=== REQUIRED WORK ===
Resume the text on assessing the quality of the rice TE insertion dataset, picking up right after its last sentence.

=== TEXT SECTION ===
========================================================================
Result Assessment Presenting three different ways to evaluate the quality of the dataset
With average sequencing depth of 14×, there must be a small number of TE loci lacking the corresponding chimeric reads spanning the breakpoints in these resequenced rice accessions. Through the survey of the TIPs profile, we observed that approximately 90% of the 60,743 TE loci have been detected in at least 2400 (80%) accessions (Figure 1 A), and the overall detection rate of TE loci was up to 93.1%, which was very close to the average genome coverage (94.0%) and mapping rates (92.5%) of the resequencing dataset. Furthermore, for 90% of all TE calls, there were at least 3 reads supporting the presence or absence of TE insertions (Figure 1 B), and the average number of supporting reads was 7.4 for each call. These results confirmed that our method possessed very high sensitivity and stability.
In addition, we adopted the following three computational or experimental based strategies to evaluate the accuracy and reproducibility of our dataset:
(1) With the availability of Nipponbare and Minghui 63 reference genome assembly, we can determine whether TE insertion does occur at any given loci in these two accessions by scanning the assembled genome sequences, and then compare this result with that called out by NGS reads. As a result, the consistency of genotypes between the two datasets at 1,000 randomly selected loci were 98.8% and 97.9% in Nipponbare and Minghui63, respectively, indicating high accuracy of our method.
========================================================================
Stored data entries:

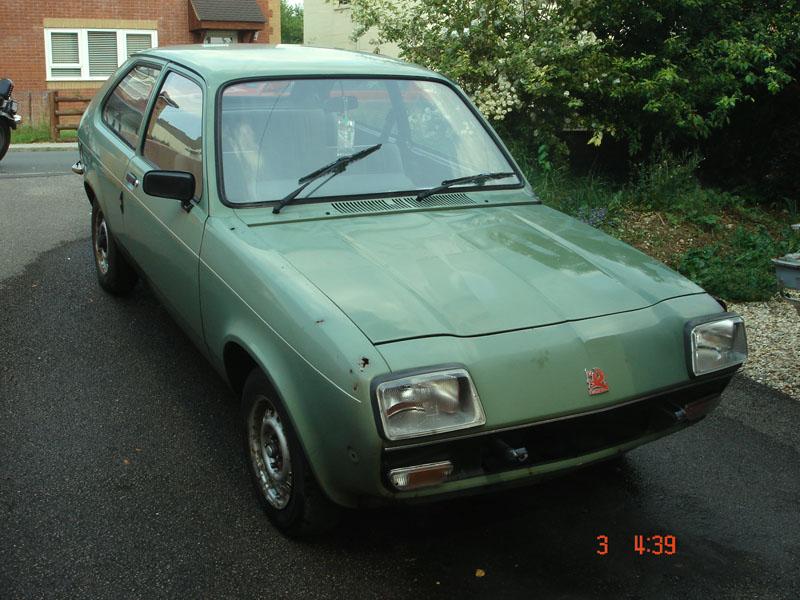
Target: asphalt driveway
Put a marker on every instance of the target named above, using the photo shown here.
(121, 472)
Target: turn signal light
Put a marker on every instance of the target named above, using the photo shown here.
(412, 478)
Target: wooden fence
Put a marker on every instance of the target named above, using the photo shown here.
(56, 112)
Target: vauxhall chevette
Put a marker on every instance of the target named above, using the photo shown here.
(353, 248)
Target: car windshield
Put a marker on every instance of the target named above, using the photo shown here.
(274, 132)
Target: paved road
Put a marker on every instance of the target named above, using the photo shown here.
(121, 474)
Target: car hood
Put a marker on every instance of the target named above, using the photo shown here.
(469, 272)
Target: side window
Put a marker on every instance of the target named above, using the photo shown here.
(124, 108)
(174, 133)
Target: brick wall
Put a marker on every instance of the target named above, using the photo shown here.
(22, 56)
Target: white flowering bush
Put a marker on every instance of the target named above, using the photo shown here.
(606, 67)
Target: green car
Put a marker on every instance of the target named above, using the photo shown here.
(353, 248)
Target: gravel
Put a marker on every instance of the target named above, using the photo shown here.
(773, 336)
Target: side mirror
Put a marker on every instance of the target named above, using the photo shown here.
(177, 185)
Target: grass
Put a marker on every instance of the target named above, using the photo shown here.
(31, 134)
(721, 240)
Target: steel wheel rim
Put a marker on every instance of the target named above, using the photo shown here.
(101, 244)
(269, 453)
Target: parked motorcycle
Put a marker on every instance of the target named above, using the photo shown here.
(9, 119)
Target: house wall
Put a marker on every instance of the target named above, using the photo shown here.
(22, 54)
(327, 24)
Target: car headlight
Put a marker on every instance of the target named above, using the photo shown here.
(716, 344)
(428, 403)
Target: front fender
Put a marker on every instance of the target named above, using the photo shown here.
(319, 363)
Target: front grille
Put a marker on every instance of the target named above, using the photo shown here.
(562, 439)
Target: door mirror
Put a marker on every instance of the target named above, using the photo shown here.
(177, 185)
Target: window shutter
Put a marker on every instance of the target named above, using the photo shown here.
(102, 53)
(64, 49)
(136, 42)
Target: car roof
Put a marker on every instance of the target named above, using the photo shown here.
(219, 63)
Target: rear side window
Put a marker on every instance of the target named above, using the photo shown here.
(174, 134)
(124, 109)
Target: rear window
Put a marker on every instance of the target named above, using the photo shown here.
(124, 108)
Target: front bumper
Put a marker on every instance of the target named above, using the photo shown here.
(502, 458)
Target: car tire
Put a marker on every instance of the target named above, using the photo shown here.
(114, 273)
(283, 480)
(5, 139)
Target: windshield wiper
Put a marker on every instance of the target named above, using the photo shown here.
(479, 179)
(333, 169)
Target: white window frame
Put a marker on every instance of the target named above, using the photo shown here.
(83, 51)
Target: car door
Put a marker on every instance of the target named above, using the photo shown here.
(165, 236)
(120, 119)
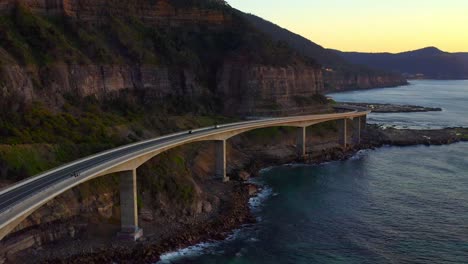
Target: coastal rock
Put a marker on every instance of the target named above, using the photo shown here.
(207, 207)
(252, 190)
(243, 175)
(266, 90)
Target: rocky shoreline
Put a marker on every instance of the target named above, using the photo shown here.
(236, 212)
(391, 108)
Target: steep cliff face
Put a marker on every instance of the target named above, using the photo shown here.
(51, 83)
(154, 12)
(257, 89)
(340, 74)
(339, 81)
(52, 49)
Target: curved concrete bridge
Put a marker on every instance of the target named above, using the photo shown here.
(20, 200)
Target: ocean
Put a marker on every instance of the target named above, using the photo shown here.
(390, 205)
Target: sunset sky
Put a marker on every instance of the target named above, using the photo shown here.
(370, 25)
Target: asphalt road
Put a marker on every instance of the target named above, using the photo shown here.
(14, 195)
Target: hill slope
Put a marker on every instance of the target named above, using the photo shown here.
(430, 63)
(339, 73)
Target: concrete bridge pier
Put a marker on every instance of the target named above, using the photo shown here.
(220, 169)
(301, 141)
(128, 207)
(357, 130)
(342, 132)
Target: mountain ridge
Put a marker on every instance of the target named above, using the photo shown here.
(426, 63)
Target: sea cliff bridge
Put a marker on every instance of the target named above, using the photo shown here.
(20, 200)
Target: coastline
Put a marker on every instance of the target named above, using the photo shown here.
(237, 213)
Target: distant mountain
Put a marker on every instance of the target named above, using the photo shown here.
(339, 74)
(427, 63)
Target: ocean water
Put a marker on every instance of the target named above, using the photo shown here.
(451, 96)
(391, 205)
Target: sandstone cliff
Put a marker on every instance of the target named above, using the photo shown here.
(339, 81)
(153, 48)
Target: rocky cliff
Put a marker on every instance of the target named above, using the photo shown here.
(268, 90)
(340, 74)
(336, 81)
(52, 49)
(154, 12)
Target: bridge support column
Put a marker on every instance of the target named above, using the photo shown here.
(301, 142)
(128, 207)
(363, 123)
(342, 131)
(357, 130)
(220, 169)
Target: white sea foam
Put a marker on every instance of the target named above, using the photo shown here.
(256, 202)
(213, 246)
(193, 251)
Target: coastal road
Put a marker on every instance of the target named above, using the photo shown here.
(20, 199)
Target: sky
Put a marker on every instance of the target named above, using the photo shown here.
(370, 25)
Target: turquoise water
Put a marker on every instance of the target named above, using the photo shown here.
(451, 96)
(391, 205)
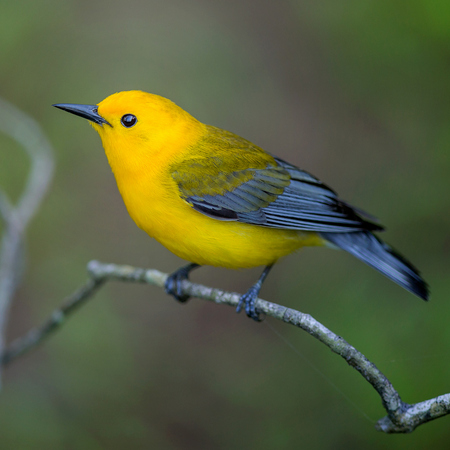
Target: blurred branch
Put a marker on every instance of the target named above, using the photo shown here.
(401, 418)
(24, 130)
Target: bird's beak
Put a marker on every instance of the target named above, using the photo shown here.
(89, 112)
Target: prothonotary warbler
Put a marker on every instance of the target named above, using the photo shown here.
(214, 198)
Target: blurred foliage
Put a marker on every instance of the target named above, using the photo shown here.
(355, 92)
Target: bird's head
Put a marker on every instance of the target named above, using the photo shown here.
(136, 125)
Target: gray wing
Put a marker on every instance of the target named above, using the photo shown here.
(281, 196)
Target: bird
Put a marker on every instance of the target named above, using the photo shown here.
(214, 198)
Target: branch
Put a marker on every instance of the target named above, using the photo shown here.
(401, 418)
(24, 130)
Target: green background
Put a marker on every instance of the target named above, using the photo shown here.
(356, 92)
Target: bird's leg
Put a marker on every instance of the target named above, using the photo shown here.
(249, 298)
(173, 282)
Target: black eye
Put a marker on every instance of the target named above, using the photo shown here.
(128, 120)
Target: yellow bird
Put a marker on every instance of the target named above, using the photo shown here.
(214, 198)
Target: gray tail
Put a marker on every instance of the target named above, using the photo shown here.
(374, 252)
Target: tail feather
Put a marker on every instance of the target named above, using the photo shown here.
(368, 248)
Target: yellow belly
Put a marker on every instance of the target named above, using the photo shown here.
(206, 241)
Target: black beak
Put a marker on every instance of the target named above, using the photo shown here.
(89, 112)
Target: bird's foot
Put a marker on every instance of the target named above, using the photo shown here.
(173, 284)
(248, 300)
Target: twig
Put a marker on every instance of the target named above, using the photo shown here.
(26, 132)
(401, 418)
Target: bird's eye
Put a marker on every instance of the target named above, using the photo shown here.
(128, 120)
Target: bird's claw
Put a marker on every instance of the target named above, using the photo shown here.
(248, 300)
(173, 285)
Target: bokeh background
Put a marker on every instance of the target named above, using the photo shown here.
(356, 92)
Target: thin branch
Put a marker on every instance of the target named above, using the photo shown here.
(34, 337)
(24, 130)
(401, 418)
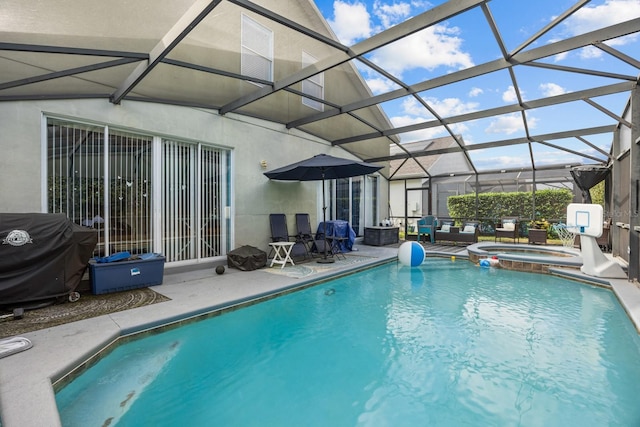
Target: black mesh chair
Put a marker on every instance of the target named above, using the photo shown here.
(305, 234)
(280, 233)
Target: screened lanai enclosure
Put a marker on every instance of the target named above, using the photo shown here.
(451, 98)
========================================================================
=== WRITTEN ANSWER ===
(2) In our dataset, 26,373 TE loci were detected simultaneously from the forward and reverse directions around the insertion sites (Figure 2). Since the result on either side of TE insertion represented independent detections of the corresponding TE insertion, we can evaluate the reproducibility of our method by calculating the concordance between the two results obtained from both ends. By comparing the presence/absence status of these TE loci in the 3,000 resequenced accessions, we revealed a nearly perfect concordance (99.9%) between the two results obtained from both ends of the same insertion sites, which implied excellent reproducibility of our method.
(3) To further confirm the reliability of our method, we first selected thirty-five TE loci identified from both forward and reverse directions around the insertions (Figure 3; Table S1), which were expected to possess intact copies and unique flanking sequences at both end. Then,their presence and absence were detected by PCR amplification in four rice varieties available in our lab. Except for two locus (the 14th and 32th in Figure 3, which failed to be amplified in the variety 9311 and Minghui63), all loci were successfully amplified in the four samples and produced specific bands with the expected size. With closer comparison of the genotypes from NGS reads to that from PCR detection, we found that the presence and absence status for all examined loci was consistent between the two results from different methods. Altogether, we could conclude that the method developed in this study was reliable to detect the presence and absence of TEs at the population level.